*Exercise aim*. Rescale the lines from the one containing "the person's arm" through the final line of the records, including both ends. Copy every one of those lines, requests included, but multiply each point coordinate in the answers by 2.05 and round to whole numbers, halves up, leaving the numbers in the requests and their format samples unchanged.
— BEGIN —
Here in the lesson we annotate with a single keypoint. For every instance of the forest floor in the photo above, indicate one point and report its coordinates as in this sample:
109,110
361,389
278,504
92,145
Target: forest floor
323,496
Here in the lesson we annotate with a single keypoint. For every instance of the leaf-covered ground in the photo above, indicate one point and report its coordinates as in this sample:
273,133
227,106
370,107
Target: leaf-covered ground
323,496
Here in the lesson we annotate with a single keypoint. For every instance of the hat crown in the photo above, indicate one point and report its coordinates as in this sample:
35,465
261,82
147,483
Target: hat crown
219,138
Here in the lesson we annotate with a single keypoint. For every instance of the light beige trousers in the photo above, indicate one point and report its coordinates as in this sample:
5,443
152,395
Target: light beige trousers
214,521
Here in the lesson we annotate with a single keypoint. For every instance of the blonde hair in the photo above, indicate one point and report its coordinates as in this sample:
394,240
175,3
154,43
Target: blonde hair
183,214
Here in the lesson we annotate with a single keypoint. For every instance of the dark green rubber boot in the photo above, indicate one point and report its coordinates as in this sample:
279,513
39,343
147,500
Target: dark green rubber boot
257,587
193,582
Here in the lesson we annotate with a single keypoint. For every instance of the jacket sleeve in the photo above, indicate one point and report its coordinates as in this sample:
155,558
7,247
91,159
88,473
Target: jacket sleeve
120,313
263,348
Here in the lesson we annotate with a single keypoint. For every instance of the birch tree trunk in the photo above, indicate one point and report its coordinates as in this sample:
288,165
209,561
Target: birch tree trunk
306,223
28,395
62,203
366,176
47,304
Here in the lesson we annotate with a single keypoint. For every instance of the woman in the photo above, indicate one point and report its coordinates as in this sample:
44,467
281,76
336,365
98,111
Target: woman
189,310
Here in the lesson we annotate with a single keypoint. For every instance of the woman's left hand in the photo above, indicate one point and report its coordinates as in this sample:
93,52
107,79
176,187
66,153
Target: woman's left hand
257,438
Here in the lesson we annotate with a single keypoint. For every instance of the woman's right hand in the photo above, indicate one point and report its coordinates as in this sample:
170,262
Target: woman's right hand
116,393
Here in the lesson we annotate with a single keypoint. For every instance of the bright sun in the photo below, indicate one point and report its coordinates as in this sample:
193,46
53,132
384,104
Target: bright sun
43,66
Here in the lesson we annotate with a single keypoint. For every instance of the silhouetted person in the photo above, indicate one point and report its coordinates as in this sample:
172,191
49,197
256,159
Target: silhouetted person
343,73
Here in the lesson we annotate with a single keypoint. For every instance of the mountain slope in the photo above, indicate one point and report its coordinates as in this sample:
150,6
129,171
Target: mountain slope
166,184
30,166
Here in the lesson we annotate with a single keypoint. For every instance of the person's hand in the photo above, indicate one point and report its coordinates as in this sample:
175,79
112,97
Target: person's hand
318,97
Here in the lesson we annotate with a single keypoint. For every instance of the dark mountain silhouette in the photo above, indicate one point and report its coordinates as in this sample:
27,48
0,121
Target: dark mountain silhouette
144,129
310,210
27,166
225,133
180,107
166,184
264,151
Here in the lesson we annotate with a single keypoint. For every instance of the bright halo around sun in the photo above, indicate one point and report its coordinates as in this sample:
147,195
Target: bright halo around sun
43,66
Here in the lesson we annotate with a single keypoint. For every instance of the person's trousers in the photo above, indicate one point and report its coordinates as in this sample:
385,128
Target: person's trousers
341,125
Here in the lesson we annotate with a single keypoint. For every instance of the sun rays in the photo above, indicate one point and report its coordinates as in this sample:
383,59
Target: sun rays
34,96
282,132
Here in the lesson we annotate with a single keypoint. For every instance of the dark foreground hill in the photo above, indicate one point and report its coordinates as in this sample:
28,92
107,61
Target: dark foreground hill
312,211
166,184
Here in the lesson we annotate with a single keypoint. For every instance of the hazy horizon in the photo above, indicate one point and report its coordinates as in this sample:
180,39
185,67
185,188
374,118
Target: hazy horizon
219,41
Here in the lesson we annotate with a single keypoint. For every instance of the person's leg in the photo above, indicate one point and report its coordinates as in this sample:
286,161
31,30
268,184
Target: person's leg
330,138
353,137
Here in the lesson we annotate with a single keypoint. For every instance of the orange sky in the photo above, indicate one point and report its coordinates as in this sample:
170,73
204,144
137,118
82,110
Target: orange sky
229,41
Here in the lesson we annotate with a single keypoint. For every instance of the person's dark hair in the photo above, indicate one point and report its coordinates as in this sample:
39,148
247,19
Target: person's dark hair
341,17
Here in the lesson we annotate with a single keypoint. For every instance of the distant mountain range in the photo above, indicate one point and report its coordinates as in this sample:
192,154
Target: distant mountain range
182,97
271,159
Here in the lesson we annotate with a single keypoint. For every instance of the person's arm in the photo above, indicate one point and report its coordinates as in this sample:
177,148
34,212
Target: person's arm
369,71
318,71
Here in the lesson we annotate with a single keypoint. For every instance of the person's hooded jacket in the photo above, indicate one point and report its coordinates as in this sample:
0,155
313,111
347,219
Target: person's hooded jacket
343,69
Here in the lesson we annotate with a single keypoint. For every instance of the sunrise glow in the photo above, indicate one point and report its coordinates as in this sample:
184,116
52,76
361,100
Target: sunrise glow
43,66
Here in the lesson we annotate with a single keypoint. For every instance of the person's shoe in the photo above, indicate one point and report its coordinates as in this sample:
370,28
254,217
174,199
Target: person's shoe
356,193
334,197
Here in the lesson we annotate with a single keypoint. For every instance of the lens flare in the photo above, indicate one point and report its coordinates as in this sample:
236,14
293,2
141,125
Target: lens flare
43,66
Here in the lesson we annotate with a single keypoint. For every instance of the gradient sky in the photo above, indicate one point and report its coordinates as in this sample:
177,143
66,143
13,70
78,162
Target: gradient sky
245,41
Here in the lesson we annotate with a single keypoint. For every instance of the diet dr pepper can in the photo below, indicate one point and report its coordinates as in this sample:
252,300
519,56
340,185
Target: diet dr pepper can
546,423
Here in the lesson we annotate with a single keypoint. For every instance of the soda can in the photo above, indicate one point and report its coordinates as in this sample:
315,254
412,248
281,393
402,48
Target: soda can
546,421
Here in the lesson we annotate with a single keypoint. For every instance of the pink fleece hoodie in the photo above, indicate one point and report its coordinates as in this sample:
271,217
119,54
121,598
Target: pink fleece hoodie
— END —
*Solution below*.
Here in the lesson we annotate with a single keypoint. For every instance of the person's arm in the photo above, indicate one point and report its coordinates as in this sample:
177,148
34,212
Target: person's arm
756,146
652,146
Here in the lesson we annotate with a single keypoint. For every instance of the person's hooded jacket in the photo above, indicate one point and report its coordinates as in this sample:
0,155
313,111
347,219
Target: person's hooded jacket
703,141
Here in the lesson we annotate with a single keypoint. For every instance of the sunrise glow in the photo above, indicate one point and report its coordinates as in this sample:
184,116
52,76
361,100
Target: sunrise glow
88,135
Here in the lesson we annotate with a single keypoint. For every instance of the person's shoe in the photo above, indicate one point and report its coordinates as in this sample:
370,28
254,217
174,199
Target: person's shoe
730,396
685,404
Here in the lesson we annotate with a single keypoint. For every instance of the lens flare in the photo above, indicate one point and report its coordinates as in this sample:
236,14
293,2
141,125
Target: lens flare
88,135
Here in the lesson we annotate with a single keypoint. For every instance of the gradient sky in the photo above, indicate one point and report its coordinates as in this sample:
177,143
66,143
13,70
78,162
Target: gradient sky
502,84
Here in the lesson we annotate with a single keypoint. For every instance of the diet dr pepper can in the photo below, indicate one point and report its coordinates as in this sample:
252,300
519,56
340,185
Target: diet dr pepper can
1119,867
Here in the lesson we annotate with a single keypoint. For every instance of the soda can in the photo above, indicate one point and report its coordinates as in this sample:
315,254
412,248
281,393
402,48
Target: soda can
1119,863
Here in the lesson we annotate with a single keypoint. For every instance of the pink fleece hoodie in the photo above, indicate one point and report its coordinates as in this sample:
271,217
119,54
121,598
Target: pink fleece hoodie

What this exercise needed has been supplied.